§ AIM OF THE TASK
Carry the blog post about Blakes 7 and its character Travis further, picking up right after its last sentence.

§ READING PASSAGE
* * * * * * *

Yesterday, I speculated that perhaps I was taking my much-hypothesized Blakes 7 ficlet Descendant (note: must think of better title) a little too seriously. Overthinking would have been a better word, although taking it too seriously was also on my mind, as I've been re-acquainting myself with the sheer freakin' campiness that is inextricably tied up with the show. Sure, it had some very serious moments - particularly when contrasted against the other bit Brit sci-fi product of the time, Doctor Who - but there was a lot of tongue-in-cheek stuff sloshing around, too.
This morning, I listened to Travis: The Final Chapter, which is an interesting collection of interviews with cast and crew members from B7 discussing Travis' character - including why he was re-cast halfway through the show's run, and how that re-casting was used as an opportunity to tweak the character a bit. It was interesting to listen to several (apparently) intelligent and eloquent individuals get into the refinements of a character that, honestly, I'd considered a bit of a second banana/comic-strip stereotype. And there's no denying that Travis was, indeed, a second banana and a bit silly - Chris Boucher himself acknowedged that - but even the second bananas got a lot of thought put into them at this level of production, it seems.
I heard the actors and writers describe why the character was so loyal to the queen bitch of the universe - I liked the Ollie North/Ronald Reagan metaphor - and how being a loyal-to-the-chief career military man is going to shape a person's worldview. Why he took commands the way he did, why he'd show a surprising amount of loyalty to some individuals and casually butcher others. One person (I lost track of who was speaking) got into how, no, Travis isn't a thinker because any intelligent government is not going to want a thinking military, because sooner or later, they're going to think I've got the guns and they don't. Why aren't I in charge?
At first, I took it all in quite passively and with a bit of "No, duh! Of course the character's like that..." and then I got brought up short with the belated realization that a lot of thought - by many people - had gone into creating the character. It didn't matter that he was a second banana, or a bit campy with the whole eyepatch and cybernetic arm thing. He had been developed and thought about. It wasn't just a case of "We need some scary bad ass to follow Servalan around. You call central casting, I'll dash off some dialogue." Well, it might have started like that...

* * * * * * *

§ PROVIDED DATA
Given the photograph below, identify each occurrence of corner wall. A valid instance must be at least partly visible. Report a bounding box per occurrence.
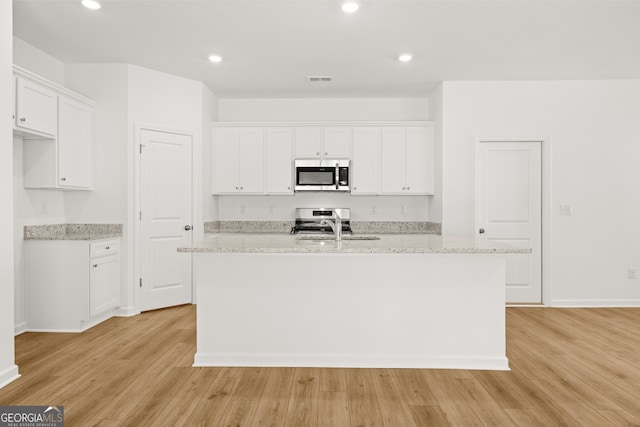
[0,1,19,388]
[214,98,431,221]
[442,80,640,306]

* * * * * * *

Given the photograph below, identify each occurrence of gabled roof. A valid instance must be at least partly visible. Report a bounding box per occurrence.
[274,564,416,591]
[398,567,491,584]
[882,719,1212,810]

* * * * * * *

§ RESULT OF THIS TASK
Every character in a story merits a great deal of thought. I've always - rather patronizingly - insisted that there is (or shouldn't) be any extraneous words in a screenplay. There's no extraneous scenes in a story. Every single moment exists to drive the story forward, even those scenes that are, at first glance, something the author plunked down as a hunk of "character development". The smart writers, of course, can move story and develop character at the same time - no extemporizing or pontificating needed. That's where I always trip up, but I digress.
I don't know why, but I had never consciously made the connection between every word/moment/scene matters and every character must matter. God knows, when it's spelled out like that, it seems a bit painfully obvious.
I'm not saying that even the third spearholder from the left has got to be able to answer the 100 Questions. I'm telling myself - or reassuring, I s'pose - that it's okay to go elbow deep in the stuff. After all, if I overwrite, I can always edit it out. But without a solid, developed background, my characters won't be anything but flat.
Fortunately, my background in roleplaying - and encounters with the 100 Questions, above - have left me very receptive to the idea of developing characters. I'm just a bit lazy, too. Oops. I guess I can't get away with that, anymore.
But, Ms. Bean, you say (because you're nothing if not polite), this is just fluffy sillyfic. Why are you expending so much brainjuice on it?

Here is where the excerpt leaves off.